## [What is being asked]
Starting with the opening line of the material, restate every line word for word, and end on the line containing "Target: white washing machine".
____________
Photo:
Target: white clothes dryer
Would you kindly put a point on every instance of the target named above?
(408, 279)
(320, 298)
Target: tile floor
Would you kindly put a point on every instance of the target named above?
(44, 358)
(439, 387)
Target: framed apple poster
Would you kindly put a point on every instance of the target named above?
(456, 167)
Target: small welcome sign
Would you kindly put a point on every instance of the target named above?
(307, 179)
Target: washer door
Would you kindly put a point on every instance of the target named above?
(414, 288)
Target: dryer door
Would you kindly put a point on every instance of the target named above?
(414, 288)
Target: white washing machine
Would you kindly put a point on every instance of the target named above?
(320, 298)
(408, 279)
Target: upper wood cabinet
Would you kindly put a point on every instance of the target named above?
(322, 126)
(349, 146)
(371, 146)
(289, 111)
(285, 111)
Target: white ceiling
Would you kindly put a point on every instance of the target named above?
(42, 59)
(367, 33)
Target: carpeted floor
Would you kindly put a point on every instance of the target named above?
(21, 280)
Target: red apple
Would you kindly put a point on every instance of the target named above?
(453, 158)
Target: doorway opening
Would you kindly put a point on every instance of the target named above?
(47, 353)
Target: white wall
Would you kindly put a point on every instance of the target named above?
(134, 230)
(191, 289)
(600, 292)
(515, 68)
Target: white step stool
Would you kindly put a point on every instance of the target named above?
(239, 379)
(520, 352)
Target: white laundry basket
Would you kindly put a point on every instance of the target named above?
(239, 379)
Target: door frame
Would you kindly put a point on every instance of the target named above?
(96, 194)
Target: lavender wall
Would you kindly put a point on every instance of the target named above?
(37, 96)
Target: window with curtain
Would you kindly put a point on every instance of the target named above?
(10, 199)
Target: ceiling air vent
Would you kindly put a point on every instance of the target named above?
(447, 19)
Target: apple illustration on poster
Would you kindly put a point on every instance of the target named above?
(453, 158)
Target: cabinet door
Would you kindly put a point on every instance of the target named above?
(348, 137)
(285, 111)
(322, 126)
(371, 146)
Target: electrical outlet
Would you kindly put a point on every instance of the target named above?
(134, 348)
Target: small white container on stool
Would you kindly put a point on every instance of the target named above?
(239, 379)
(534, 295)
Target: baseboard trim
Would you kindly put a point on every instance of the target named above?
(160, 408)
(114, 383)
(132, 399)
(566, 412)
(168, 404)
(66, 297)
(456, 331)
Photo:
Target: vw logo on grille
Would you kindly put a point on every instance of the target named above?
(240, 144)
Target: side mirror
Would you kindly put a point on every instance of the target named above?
____________
## [Written solution]
Photo:
Target: white clothes dryer
Would you kindly put a point on every instance of the target named above?
(408, 279)
(320, 298)
Target: tile floor
Would you kindly put a point on every instance of the target named above?
(44, 358)
(439, 387)
Target: framed apple poster
Would you kindly put a point on every instance of the target named above?
(456, 167)
Target: small welcome sign
Would you kindly put a point on every instance of the target named above?
(307, 179)
Target: washer door
Would you kindly put a point on every instance of the target named above?
(414, 288)
Target: dryer door
Would you kindly put a point on every instance of the target named above?
(414, 288)
Target: white washing machine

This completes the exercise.